··· INPUT DATA ···
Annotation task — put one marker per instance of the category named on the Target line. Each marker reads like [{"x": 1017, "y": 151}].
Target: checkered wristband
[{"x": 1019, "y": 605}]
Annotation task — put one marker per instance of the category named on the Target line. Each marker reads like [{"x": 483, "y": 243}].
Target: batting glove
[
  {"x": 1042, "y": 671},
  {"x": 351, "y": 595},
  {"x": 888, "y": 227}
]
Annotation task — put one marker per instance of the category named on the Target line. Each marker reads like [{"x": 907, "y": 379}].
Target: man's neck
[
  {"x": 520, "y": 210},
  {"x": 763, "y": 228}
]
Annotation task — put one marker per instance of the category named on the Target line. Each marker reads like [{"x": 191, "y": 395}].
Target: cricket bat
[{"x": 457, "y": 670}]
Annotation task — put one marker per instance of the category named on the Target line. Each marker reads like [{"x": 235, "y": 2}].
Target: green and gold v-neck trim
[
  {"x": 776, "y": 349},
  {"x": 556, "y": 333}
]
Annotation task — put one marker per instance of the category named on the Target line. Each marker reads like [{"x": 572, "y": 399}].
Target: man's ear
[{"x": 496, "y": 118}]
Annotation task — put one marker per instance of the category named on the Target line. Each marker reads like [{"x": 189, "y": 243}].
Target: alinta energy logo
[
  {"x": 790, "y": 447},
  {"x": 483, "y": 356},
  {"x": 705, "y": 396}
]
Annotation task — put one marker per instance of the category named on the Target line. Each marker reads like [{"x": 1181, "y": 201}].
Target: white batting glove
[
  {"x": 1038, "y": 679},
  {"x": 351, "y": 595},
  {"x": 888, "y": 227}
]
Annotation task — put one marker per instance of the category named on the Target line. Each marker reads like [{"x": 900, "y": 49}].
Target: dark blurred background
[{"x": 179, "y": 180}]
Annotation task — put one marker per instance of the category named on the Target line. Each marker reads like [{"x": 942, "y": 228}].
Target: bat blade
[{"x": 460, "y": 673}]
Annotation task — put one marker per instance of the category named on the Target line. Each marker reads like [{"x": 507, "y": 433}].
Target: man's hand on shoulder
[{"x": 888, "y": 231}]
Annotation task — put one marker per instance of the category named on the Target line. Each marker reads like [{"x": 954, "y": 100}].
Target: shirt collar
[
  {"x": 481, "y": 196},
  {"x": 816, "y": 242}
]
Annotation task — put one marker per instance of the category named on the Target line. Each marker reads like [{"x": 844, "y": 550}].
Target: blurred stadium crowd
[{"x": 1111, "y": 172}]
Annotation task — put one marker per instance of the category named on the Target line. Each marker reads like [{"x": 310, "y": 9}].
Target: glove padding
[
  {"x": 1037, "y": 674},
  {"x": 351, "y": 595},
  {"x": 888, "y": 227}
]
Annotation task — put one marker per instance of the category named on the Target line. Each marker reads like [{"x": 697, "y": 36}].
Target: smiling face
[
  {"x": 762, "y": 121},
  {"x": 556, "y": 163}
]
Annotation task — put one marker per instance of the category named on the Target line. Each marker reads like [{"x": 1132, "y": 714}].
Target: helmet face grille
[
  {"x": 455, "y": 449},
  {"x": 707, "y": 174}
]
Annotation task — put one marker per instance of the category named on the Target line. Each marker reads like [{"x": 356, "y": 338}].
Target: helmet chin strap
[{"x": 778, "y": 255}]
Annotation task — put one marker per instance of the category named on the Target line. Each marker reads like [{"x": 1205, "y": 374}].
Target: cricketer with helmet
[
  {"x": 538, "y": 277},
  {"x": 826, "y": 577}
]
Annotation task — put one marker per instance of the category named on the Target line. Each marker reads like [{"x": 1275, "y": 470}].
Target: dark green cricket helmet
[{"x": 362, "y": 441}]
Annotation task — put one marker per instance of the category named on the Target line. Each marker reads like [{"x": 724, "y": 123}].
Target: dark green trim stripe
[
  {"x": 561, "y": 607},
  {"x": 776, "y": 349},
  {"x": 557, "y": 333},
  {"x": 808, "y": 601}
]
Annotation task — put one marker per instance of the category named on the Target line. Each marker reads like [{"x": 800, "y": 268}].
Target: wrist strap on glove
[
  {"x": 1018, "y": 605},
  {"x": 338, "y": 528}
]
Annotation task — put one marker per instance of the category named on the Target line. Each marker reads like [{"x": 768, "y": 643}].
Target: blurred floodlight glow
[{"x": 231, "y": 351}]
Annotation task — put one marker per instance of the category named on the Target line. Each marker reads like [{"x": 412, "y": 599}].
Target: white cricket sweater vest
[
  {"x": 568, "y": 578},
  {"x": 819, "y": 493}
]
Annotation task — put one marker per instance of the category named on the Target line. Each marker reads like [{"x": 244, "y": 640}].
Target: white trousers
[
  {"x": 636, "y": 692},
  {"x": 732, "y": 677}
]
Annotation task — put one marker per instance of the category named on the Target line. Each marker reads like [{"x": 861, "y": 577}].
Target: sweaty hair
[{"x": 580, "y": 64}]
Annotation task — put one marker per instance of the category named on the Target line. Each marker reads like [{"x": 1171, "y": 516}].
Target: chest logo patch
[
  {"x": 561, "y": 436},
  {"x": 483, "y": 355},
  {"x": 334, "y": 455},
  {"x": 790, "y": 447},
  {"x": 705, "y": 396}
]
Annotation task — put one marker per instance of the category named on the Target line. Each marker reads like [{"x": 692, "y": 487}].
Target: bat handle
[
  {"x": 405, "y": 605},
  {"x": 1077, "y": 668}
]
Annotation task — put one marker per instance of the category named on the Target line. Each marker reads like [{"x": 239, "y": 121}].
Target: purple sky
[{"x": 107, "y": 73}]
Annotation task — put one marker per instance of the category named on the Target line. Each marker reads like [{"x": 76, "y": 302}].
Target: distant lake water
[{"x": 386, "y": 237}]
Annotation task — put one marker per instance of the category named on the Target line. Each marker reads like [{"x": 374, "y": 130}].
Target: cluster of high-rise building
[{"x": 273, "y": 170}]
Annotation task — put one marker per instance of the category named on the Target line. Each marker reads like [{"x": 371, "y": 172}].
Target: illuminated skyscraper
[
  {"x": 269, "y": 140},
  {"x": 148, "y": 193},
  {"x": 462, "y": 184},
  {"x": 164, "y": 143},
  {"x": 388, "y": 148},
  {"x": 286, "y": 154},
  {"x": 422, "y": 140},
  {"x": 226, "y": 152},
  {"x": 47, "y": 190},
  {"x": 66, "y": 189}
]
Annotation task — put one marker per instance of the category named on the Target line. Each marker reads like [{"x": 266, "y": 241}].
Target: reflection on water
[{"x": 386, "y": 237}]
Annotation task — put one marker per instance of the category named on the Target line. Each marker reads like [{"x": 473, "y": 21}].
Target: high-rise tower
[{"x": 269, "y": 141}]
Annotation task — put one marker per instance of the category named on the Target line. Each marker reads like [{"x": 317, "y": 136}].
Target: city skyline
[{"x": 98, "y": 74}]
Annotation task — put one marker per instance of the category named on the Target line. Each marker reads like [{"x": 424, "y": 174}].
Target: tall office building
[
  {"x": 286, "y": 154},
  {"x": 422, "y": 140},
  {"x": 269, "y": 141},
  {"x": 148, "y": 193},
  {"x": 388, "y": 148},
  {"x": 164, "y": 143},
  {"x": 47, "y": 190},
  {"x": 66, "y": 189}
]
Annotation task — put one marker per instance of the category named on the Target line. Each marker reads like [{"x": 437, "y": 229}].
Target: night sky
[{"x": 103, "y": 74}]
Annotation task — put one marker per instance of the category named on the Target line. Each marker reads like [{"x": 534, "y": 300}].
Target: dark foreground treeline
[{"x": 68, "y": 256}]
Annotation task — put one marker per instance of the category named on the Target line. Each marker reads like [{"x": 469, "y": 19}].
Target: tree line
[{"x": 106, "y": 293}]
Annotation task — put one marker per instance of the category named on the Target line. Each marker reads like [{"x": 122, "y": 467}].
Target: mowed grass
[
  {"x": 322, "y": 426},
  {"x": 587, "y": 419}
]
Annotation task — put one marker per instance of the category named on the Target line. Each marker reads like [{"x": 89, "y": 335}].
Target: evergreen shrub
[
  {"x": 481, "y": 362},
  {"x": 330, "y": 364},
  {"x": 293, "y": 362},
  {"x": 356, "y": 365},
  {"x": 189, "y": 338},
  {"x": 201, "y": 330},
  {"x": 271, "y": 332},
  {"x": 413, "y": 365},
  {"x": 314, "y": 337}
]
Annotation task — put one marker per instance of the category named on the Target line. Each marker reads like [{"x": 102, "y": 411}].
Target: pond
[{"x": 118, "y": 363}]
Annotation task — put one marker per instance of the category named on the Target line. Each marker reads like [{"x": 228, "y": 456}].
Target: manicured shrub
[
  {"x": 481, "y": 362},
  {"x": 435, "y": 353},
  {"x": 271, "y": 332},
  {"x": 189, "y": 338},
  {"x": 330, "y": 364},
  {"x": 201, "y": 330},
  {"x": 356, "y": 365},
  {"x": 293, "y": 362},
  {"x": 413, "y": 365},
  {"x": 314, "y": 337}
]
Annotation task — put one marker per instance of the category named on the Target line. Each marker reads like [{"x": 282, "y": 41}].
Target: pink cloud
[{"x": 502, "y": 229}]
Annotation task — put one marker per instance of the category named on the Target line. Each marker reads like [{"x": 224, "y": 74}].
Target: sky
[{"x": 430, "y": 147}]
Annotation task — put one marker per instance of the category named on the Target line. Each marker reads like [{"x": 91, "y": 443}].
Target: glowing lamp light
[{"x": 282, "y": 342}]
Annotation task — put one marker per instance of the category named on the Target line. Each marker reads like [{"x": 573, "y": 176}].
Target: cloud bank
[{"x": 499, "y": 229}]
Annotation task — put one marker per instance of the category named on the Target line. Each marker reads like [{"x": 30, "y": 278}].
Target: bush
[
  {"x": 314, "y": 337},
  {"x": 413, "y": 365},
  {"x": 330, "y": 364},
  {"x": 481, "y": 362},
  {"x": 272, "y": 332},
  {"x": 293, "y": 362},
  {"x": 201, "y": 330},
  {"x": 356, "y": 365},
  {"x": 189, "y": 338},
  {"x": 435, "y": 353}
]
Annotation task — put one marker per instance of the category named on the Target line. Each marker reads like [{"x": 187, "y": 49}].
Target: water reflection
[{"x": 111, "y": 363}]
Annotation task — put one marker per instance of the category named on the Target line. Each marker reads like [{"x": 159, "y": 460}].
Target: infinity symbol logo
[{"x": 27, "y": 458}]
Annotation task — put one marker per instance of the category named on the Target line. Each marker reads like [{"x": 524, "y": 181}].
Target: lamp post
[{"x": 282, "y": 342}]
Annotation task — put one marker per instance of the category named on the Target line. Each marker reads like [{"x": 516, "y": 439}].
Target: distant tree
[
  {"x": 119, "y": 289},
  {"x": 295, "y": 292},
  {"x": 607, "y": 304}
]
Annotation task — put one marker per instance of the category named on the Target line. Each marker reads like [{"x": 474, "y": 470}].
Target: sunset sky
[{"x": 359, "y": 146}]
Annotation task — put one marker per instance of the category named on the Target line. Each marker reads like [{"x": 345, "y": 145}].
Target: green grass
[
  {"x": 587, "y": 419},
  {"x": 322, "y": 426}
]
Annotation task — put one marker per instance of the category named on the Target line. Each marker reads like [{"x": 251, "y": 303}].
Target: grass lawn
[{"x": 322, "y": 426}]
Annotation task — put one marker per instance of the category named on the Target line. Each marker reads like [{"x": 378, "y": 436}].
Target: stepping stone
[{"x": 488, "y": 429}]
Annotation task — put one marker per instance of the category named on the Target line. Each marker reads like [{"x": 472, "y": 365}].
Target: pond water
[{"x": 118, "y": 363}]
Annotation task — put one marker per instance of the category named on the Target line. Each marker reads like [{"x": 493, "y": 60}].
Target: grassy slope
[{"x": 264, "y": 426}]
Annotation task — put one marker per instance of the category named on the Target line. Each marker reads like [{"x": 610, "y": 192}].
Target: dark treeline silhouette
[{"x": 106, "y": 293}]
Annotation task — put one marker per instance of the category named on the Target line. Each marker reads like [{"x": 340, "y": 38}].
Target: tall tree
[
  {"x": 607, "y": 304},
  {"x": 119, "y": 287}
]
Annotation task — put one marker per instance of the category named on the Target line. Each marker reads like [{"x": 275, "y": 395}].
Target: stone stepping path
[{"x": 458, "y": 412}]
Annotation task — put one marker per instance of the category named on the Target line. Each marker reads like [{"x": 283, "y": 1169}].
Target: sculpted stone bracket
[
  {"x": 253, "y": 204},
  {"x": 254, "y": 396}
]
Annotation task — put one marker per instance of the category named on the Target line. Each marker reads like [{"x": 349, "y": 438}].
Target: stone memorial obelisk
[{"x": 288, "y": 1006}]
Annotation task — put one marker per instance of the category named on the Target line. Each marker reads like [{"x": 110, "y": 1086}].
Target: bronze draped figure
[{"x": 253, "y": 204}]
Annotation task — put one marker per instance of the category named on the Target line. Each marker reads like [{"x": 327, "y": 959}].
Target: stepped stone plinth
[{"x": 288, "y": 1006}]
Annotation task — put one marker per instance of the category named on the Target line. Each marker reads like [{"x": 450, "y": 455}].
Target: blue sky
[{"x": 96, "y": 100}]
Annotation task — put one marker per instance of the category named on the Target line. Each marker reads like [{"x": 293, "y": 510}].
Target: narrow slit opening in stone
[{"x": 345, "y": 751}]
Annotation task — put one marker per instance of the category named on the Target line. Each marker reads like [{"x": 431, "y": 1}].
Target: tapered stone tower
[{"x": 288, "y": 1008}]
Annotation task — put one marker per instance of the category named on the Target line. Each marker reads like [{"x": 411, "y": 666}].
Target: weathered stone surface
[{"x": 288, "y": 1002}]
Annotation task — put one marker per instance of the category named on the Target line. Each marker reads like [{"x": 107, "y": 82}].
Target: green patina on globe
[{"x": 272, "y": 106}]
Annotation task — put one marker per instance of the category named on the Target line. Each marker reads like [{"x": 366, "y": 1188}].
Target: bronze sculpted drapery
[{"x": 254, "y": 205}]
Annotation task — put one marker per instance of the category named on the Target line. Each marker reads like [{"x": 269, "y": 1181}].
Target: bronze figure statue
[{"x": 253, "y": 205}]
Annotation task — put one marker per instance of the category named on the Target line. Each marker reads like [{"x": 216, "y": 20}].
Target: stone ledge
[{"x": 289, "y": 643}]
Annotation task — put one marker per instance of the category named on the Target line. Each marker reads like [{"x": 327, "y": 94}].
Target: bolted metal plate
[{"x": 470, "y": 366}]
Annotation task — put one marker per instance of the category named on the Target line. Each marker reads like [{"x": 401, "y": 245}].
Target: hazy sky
···
WORK REQUEST:
Using the records above, write out exactly the lines from the one containing "Target: bronze sculpted drapery" through the last, and add nothing.

RESULT OF THE TASK:
Target: bronze sculpted drapery
[{"x": 254, "y": 205}]
Annotation task — put one marker per instance of the category named on the Target line. Each marker reads like [{"x": 269, "y": 1181}].
Target: bronze figure statue
[{"x": 253, "y": 205}]
Annotation task — put one marker per instance of the category named on the Target line. Each marker reads like [{"x": 216, "y": 20}].
Target: stone ledge
[{"x": 289, "y": 643}]
Annotation task — put one marker per instance of the category named on the Target line. Each marker reads like [{"x": 327, "y": 94}].
Target: bolted metal plate
[{"x": 470, "y": 366}]
Annotation task — put one marker per instance of the category named on the Target line. Each marker reads like [{"x": 401, "y": 245}].
Target: hazy sky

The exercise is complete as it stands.